Goal | Reproduce the listing below word for word, leaving out the pictures.

---------- Records for the exercise

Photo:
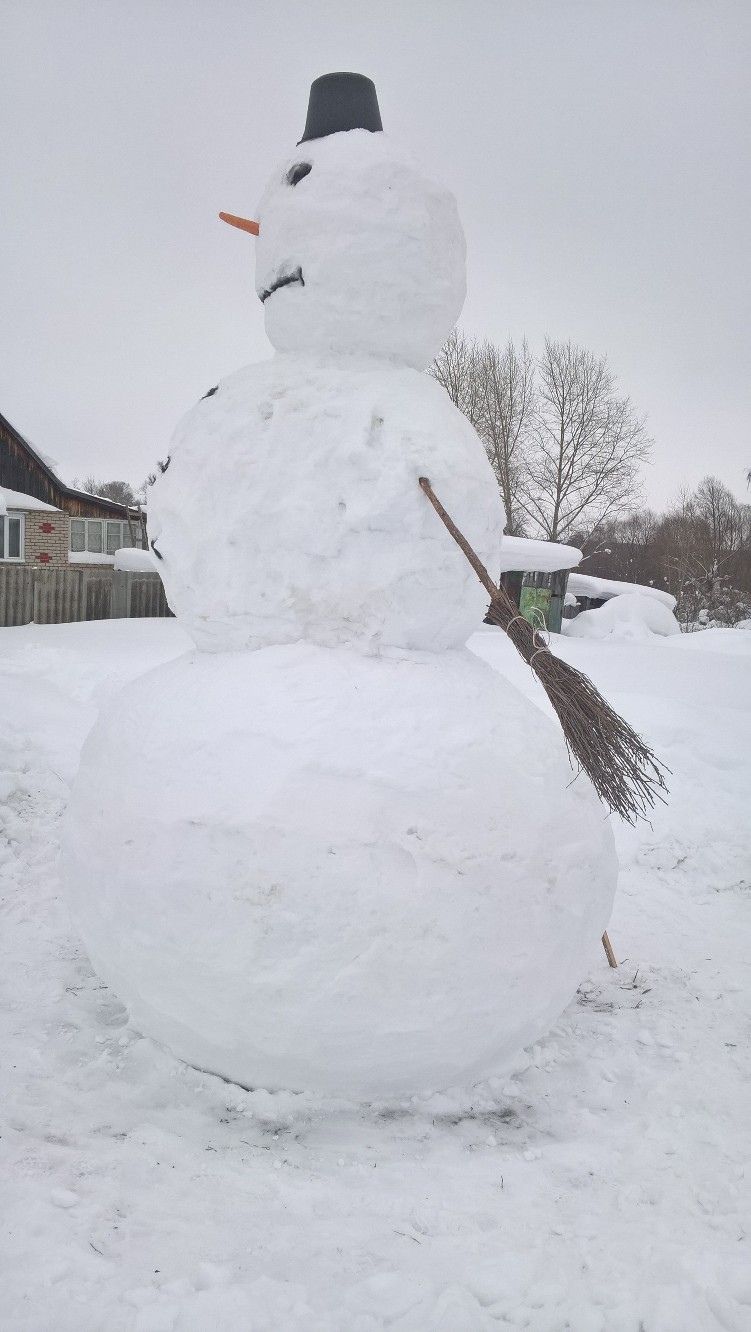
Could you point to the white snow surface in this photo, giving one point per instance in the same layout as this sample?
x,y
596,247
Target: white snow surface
x,y
324,878
602,589
17,500
545,557
290,509
601,1186
131,560
629,616
378,245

--------------------

Response to the task |
Photo:
Could you point to the white snow surface in this photo, giving one point per instance in the same layout as this sample?
x,y
596,247
Target: white snow surface
x,y
324,878
602,589
17,500
545,557
290,509
601,1186
131,560
629,616
378,245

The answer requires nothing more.